» **What to work on**
Set down each entry exactly as given; pictures should not appear in the copy.

═════ Records provided

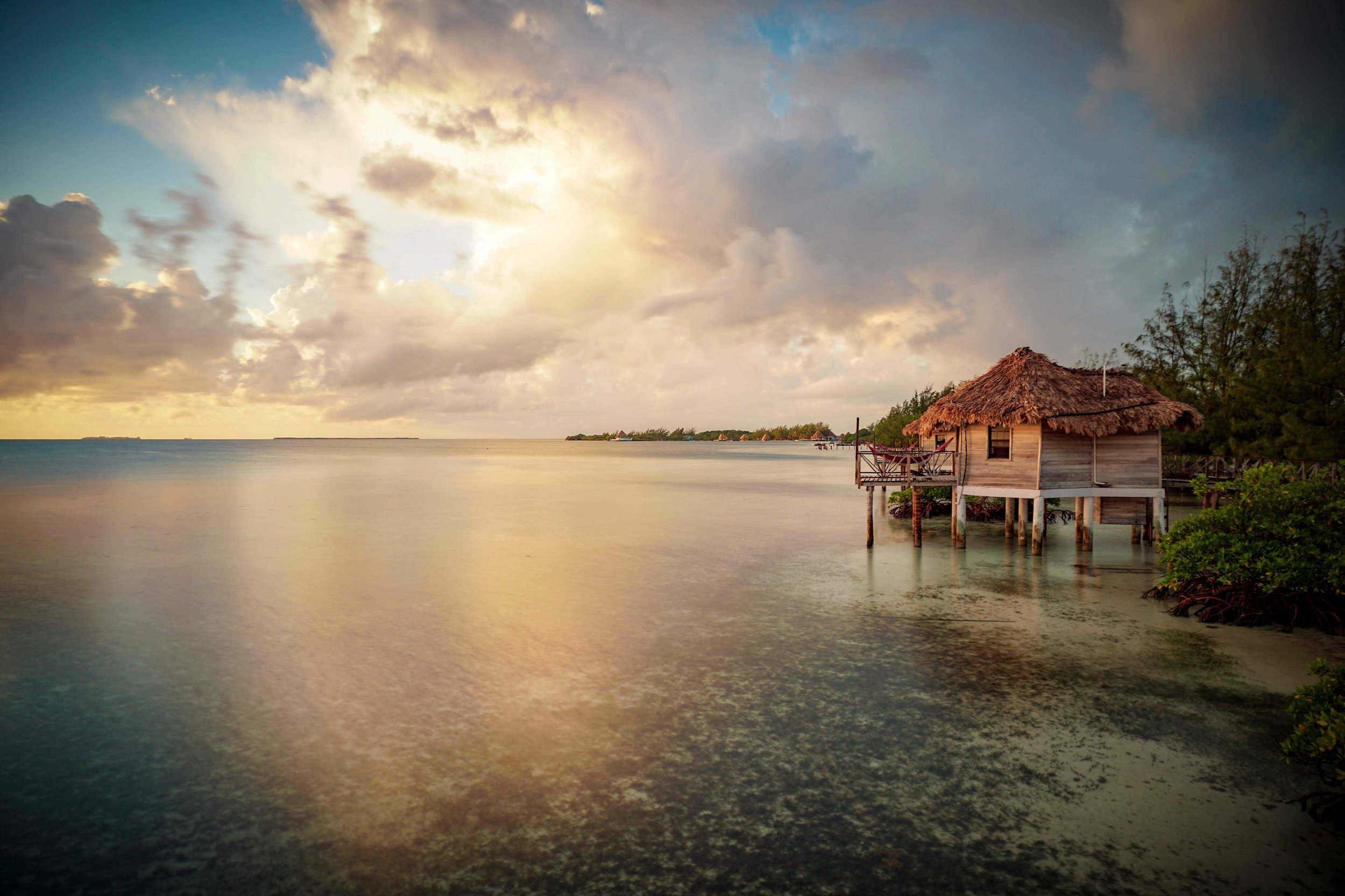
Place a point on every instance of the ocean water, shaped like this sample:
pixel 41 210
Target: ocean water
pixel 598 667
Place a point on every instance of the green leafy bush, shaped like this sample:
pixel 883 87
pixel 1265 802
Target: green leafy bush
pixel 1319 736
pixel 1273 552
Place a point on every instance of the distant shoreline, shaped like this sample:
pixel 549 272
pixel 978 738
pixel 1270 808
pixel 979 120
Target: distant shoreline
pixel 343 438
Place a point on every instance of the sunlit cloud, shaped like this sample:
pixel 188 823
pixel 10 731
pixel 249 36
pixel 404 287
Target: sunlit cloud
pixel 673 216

══════════

» **Result of the exercise**
Place a point on every instance of the ocean water, shaped like this sample:
pixel 41 210
Target: ocean water
pixel 598 667
Place a point on every instance of the green leafy bush, shaped like this sample:
pixel 883 87
pixel 1265 802
Target: green leafy bush
pixel 1319 736
pixel 1273 552
Place a point on every instance of the distant shoreline, shaped like this sample:
pixel 549 272
pixel 978 738
pixel 1270 808
pixel 979 120
Target: distant shoreline
pixel 343 438
Place a point on every instance of the sunlit cloud, shaped like this sample:
pixel 188 823
pixel 10 731
pixel 249 36
pixel 404 287
Target: sunlit cloud
pixel 673 216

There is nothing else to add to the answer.